> _What you have to do_
Reproduce every entry exactly and leave its pictures out.

Records
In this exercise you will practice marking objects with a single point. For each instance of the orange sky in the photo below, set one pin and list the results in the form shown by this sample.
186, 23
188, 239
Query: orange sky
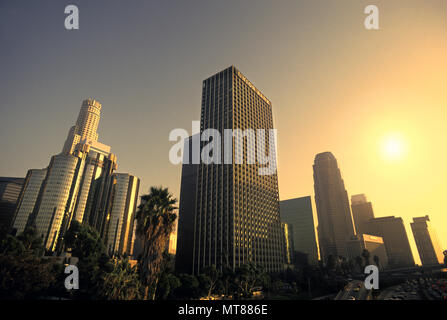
334, 87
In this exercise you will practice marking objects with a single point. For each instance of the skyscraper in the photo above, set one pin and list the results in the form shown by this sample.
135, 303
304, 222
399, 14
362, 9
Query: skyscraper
55, 204
80, 184
10, 189
93, 194
86, 126
427, 242
237, 217
187, 205
374, 244
297, 213
28, 197
392, 230
120, 219
362, 212
335, 226
287, 237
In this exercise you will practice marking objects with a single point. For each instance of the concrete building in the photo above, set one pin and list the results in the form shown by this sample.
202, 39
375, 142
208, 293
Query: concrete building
335, 225
86, 126
374, 245
297, 213
120, 220
427, 242
392, 230
237, 218
95, 185
288, 249
187, 205
55, 204
362, 212
10, 189
27, 198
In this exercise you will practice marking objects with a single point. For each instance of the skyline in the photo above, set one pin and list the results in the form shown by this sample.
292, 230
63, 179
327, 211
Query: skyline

> _Response to the exercise_
In this exercise you will practice marking objects with a single point. For each instance of the orange sky in the photo below, set one pin and list the results in the form shown by this sample.
186, 23
188, 239
Query: orange sky
334, 87
In this exercise you will practice marking objects with a single point. For each instance of the skyscraper in the photo above, set one pin and list the results in the form shown by this sample.
135, 303
304, 222
399, 14
362, 9
Query: skyscraper
55, 204
80, 184
10, 189
93, 194
86, 126
427, 242
237, 217
187, 205
374, 244
297, 213
28, 197
392, 230
120, 219
362, 212
335, 226
287, 237
In this exercise you will practice marking objects with a single point. For each instance of the concrete building in the photo above, set one pin and list the results in the form shown by this sample.
202, 39
375, 142
208, 293
Query: concrete building
335, 225
86, 126
374, 245
297, 213
120, 220
427, 242
392, 230
237, 218
95, 185
288, 249
187, 205
55, 204
362, 212
10, 189
27, 198
In this exercise you will practice marking objects with a single point. For each instance of the skyline in the photo above, set one pin and list the results in the form shown by this sample.
292, 230
63, 179
327, 211
Query: skyline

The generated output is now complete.